### QUÉ DEBES HACER
1. Decide si cada afirmación concuerda con el fragmento del documento: (a) la enferma llevaba seis meses confinada en la cama del hospital; (b) según el fragmento, el DRAE de 1956 define el matrimonio como una unión orientada a la propagación de la especie; (c) las discusiones liberales y conservadoras se han limitado a la legalidad o a la naturalidad. Responde sí o no en cada caso y cita literalmente las palabras del fragmento que lo deciden.
2. Reproduce al pie de la letra el pasaje del fragmento del documento que va de «Blacks’re outa luck» a «contemporánea del matrimonio.».

Una propuesta inoportuna

“¿Quieres ser mi esposa?”, le preguntó temeroso mientras ella asentía con la cabeza, resultado, más bien, de la distensión de los músculos de su cuello, que cedían ante la inevitable morbidez que el cáncer le había provocado luego de seis meses de confinarla a la cama del hospital donde acababa de exhalar su último aliento, frente al que en otras circunstancias sería su prometido.

Gazmogno

 

El derecho a la indiferencia

Said the Homophobe skeleton

Gay folk suck

Said the Heritage Policy skeleton

Blacks’re outa luck

No cabe duda que la legalización de las uniones gay es un progreso hacia la igualdad; por desgracia tampoco se duda sobre lo bueno de la igualdad, tan sólo se le supone como evidentemente bueno y ocioso por preguntarse. Las discusiones, tanto en las trincheras liberales como en las conservadoras, se han ceñido o bien a la legalidad o bien a la naturalidad; si a la primera, las palabras se han empantanado en la interpretación de las leyes; si a la segunda, los discursos serpentean en medio de las tribulaciones del placer y la reproducción; de un lado y otro, por tanto, se ha evadido lo que quizás es más elemental: la legalización de las uniones gay exhibe la indeterminación formal que caracteriza a la noción contemporánea del matrimonio.

Detrás de la igualdad sexual mentada por nuestros legisladores se encuentra un largo proceso de confusión y degeneración de los conceptos acordes a las manifestaciones naturales de la actividad humana. Por un lado, en cuanto a la historia de la palabra, el matrimonio ha pasado a ser de una unión sacramental orientada a la propagación de la especie [DRAE de 1734] a una unión concertada de acuerdo a ritos o formalidades [DRAE de 1956 a la fecha], perdiendo, por una parte, su función social, y por otra, su carácter sacro. Ambas pérdidas permiten ver que los términos actuales de definición matrimonial son definitivamente asexuados y carentes de fines. La radicalidad implicada en este cambio se puede notar con mayor claridad distinguiendo el uso de los conceptos.

### DATOS PARA ANALIZAR

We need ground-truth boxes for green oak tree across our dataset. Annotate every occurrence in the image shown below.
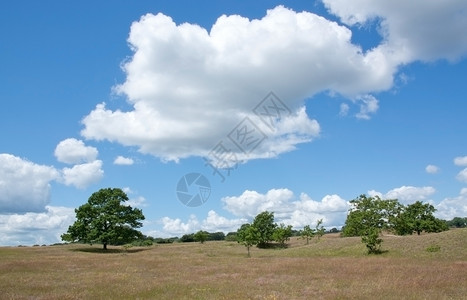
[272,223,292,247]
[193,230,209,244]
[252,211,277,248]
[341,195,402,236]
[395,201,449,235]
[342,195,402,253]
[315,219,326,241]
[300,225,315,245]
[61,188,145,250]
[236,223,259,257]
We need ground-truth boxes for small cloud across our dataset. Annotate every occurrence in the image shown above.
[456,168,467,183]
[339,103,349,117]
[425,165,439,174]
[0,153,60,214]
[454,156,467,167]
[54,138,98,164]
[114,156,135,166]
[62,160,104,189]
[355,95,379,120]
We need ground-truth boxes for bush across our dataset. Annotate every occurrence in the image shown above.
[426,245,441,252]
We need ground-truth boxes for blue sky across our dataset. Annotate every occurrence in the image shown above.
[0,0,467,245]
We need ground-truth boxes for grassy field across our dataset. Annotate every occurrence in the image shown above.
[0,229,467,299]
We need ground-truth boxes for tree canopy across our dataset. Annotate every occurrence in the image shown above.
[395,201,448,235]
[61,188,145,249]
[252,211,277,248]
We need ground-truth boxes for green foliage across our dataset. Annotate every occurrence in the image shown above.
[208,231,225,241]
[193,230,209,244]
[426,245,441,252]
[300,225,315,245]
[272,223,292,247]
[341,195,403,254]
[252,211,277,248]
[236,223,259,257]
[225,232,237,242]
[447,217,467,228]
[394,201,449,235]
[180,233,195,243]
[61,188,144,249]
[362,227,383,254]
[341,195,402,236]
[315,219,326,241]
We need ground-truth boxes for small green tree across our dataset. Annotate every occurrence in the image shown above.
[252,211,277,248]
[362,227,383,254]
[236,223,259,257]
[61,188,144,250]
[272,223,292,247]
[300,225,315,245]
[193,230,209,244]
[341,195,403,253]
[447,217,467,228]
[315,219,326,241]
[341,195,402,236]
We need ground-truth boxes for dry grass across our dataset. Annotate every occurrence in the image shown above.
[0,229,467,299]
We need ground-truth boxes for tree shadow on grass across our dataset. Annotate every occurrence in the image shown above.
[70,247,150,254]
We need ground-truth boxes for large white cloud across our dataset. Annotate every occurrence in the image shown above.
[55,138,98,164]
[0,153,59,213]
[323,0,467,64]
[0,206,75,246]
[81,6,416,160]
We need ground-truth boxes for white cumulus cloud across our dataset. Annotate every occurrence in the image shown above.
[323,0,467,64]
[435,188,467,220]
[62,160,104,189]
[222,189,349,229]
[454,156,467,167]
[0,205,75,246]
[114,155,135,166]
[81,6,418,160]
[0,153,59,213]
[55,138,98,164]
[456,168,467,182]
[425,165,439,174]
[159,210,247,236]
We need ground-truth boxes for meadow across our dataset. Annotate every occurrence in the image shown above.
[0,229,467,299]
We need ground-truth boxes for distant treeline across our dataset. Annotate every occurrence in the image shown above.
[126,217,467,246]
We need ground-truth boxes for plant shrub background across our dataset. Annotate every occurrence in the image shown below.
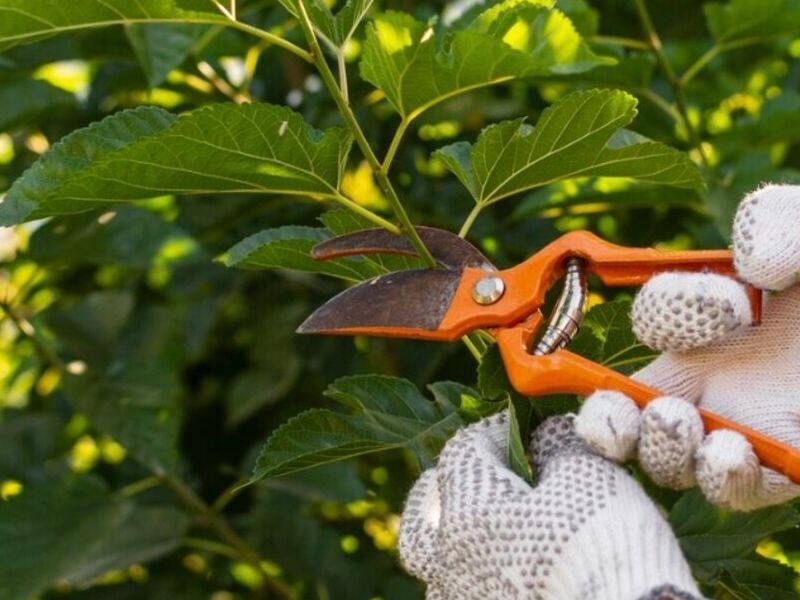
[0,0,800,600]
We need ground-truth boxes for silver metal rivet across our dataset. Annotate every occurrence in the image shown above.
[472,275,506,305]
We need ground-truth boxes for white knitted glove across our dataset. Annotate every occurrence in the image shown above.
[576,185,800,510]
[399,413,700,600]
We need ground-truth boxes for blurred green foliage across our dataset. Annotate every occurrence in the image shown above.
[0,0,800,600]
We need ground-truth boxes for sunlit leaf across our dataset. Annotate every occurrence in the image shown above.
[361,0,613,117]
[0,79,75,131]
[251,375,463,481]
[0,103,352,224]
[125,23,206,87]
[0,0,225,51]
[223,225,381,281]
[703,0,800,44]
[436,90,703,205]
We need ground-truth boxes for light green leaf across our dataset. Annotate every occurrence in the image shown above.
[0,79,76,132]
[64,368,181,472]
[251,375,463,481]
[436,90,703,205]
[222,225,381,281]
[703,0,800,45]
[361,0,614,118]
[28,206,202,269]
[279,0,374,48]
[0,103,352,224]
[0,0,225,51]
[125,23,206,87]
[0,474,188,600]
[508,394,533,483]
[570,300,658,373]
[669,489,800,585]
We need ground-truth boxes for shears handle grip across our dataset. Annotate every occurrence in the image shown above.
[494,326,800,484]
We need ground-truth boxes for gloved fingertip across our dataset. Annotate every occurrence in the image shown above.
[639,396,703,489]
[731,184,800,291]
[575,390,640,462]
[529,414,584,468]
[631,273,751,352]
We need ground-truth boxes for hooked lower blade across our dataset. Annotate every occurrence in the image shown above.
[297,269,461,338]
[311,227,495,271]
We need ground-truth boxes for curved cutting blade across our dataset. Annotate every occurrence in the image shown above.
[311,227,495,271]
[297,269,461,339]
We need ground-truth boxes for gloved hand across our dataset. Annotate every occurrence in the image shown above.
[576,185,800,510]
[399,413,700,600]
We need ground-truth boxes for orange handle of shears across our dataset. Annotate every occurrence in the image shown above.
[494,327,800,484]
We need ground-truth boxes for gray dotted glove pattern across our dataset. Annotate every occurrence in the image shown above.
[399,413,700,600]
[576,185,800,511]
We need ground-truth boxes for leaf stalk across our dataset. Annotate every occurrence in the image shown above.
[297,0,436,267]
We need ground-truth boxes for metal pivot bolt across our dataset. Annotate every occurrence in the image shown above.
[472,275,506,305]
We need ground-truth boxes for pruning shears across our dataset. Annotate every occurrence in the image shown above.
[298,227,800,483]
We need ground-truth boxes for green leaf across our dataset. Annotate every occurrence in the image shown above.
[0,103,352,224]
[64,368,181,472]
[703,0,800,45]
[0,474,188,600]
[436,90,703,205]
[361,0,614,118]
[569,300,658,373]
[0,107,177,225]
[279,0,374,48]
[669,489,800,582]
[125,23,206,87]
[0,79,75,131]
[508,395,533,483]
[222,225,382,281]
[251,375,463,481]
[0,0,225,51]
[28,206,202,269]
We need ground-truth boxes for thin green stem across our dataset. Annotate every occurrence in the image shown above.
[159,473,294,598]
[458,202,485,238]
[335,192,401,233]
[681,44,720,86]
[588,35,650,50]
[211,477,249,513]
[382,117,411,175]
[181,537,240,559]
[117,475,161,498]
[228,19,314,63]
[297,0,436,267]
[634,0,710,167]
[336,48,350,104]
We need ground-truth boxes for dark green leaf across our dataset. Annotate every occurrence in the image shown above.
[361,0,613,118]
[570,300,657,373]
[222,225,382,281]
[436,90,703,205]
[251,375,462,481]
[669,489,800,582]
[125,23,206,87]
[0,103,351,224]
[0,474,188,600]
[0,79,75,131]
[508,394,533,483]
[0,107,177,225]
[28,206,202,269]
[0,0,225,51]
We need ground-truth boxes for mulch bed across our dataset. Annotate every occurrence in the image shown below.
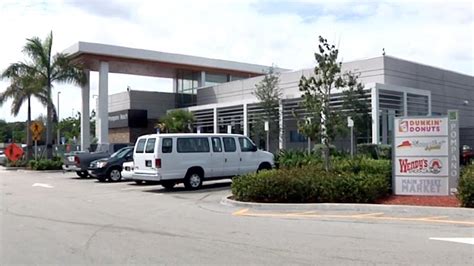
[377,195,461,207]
---
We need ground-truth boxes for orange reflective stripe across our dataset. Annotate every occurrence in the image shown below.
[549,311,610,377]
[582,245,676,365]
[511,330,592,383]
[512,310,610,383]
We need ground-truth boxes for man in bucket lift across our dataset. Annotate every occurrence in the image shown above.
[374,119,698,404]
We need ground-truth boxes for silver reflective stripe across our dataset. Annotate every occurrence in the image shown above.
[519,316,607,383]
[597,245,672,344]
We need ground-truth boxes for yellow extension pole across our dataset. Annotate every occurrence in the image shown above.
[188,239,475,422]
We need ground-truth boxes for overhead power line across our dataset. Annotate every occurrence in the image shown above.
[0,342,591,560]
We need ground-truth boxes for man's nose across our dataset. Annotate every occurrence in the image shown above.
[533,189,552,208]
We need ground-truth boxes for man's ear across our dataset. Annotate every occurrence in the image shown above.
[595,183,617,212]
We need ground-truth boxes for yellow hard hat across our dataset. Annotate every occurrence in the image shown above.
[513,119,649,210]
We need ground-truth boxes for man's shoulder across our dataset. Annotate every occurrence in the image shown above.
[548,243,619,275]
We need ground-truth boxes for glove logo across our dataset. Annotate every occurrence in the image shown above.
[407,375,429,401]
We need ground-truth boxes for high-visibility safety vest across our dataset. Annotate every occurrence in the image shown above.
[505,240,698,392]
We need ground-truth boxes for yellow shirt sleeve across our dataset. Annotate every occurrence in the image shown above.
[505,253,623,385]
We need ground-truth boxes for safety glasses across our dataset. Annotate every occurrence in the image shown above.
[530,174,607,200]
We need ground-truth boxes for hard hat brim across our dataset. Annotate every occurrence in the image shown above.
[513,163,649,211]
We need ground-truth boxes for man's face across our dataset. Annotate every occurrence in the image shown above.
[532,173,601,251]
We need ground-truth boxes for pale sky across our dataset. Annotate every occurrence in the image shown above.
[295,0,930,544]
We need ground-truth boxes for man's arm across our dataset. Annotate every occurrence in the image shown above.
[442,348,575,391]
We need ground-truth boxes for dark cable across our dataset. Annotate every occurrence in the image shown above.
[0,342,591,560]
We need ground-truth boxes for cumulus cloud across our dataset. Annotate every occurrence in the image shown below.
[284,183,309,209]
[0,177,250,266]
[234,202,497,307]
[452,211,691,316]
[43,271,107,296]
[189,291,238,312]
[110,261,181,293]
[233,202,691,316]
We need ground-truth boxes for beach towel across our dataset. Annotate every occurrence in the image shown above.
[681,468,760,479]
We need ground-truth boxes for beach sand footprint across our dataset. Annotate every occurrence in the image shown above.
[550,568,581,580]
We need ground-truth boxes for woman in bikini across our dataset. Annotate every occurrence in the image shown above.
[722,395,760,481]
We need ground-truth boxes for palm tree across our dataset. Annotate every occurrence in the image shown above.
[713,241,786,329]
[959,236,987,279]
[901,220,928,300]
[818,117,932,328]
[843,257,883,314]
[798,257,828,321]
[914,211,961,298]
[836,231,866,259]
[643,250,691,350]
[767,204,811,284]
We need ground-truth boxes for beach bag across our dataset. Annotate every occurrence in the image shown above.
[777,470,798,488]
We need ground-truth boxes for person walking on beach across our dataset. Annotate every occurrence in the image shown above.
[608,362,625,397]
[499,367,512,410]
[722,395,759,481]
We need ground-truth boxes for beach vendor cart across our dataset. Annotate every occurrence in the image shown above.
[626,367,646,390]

### RESPUESTAS DADAS
1.
(a) Sí: «luego de seis meses de confinarla a la cama del hospital».
(b) No: «a una unión concertada de acuerdo a ritos o formalidades [DRAE de 1956 a la fecha]».
(c) Sí: «se han ceñido o bien a la legalidad o bien a la naturalidad».

2.
Blacks’re outa luck

No cabe duda que la legalización de las uniones gay es un progreso hacia la igualdad; por desgracia tampoco se duda sobre lo bueno de la igualdad, tan sólo se le supone como evidentemente bueno y ocioso por preguntarse. Las discusiones, tanto en las trincheras liberales como en las conservadoras, se han ceñido o bien a la legalidad o bien a la naturalidad; si a la primera, las palabras se han empantanado en la interpretación de las leyes; si a la segunda, los discursos serpentean en medio de las tribulaciones del placer y la reproducción; de un lado y otro, por tanto, se ha evadido lo que quizás es más elemental: la legalización de las uniones gay exhibe la indeterminación formal que caracteriza a la noción contemporánea del matrimonio.